* [ZADANIA PISEMNE]:
1 > Oceń, czy poniższe stwierdzenia zgadzają się z tekstem o Dworcu Wschodnim w Gorzowie. Przy każdym odpowiedz „tak” lub „nie” i przytocz dokładnie rozstrzygające słowa tekstu.
(a) Po trzech miesiącach nowy dworzec przestał być powodem do dumy.
(b) Bałagan na przystanku zauważono w niedzielę rano.
(c) Podróżny, który rozmawiał z redakcją, wsiadał do pociągu Gorzów-Poznań.
2 > Przepisz bez zmian fragment tekstu o Dworcu Wschodnim w Gorzowie od słów „Dworca brud - mieszkańców” aż do słów „na rychły ratunek.” włącznie.
3 > Napisz dalszy ciąg tekstu o zaśmieconym Dworcu Wschodnim w Gorzowie, zaczynając zaraz po jego ostatnim zdaniu.

* [TEKST DO CZYTANIA]:
Dworca brud - mieszkańców wstyd
Nowy dworzec, nawyki niestety stare – daleko bowiem od standardów odbiega estetyka Dworca Wschodniego w Gorzowie Wlkp. Nowy przystanek z którego korzystają wszyscy podróżni na czas modernizacji estakady, w sobotnie popołudnie przypominał wysypisko śmieci.
Wystarczyły trzy miesiące żeby nowy dworzec przestał być powodem do dumy. Ogromna ilość porozrzucanych papierków, butelki po alkoholu, puszki, resztki jedzenia i zapakowane po brzegi worki na odpady – czekające na rychły ratunek.
- Wsiadając do pociągu Gorzów-Warszawa trudno było nie dostrzec ogromnej ilości walających się śmieci. To przecież nowy dworzec - wszystko w chromach, a tutaj taki przykry widok - mówi redakcji jeden z podróżnych.

* [MATERIAŁ ŹRÓDŁOWY]:
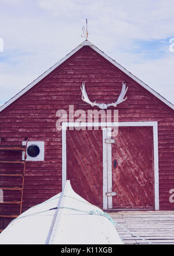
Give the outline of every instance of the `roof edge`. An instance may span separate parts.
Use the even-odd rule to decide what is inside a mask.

* [ODPOWIEDZI DO ZADAŃ]:
1 >
(a) Tak: „Wystarczyły trzy miesiące żeby nowy dworzec przestał być powodem do dumy.”
(b) Nie: „w sobotnie popołudnie przypominał wysypisko śmieci”.
(c) Nie: „Wsiadając do pociągu Gorzów-Warszawa”.

2 >
Dworca brud - mieszkańców wstyd
Nowy dworzec, nawyki niestety stare – daleko bowiem od standardów odbiega estetyka Dworca Wschodniego w Gorzowie Wlkp. Nowy przystanek z którego korzystają wszyscy podróżni na czas modernizacji estakady, w sobotnie popołudnie przypominał wysypisko śmieci.
Wystarczyły trzy miesiące żeby nowy dworzec przestał być powodem do dumy. Ogromna ilość porozrzucanych papierków, butelki po alkoholu, puszki, resztki jedzenia i zapakowane po brzegi worki na odpady – czekające na rychły ratunek.

3 >
Do Gorzowa pociągami przyjeżdżają tłumy. Nawet Ci, którzy swojej podróży w mieście nad Wartą nie kończą, żeby jechać dalej zmuszeni są wysiąść z pociągu i przemieścić się zastępczą komunikacją na Dworzec Główny, z którego wyruszą w dalszą podróż. Podobnie sytuacja wygląda w odwrotną stronę. Chcąc nie chcąc bałagan oglądać muszą. Szczególnie teraz, kiedy sezon wakacyjny w pełni i podróżnych jest znacznie więcej, na nowym dworcu pewne standardy powinny być zachowane. No cóż, służby porządkowe prawdopodobnie śpią - w końcu jest weekend. Poza stanem porządkowym uwagę zwraca toaleta – której zwyczajnie brak.
Z wizytówki miasta nowy dworzec powoli staje się wstydliwym problemem z zaniedbanym peronem i brakiem odpowiednich warunków sanitarnych.
Może jutro dworzec będzie lśnić.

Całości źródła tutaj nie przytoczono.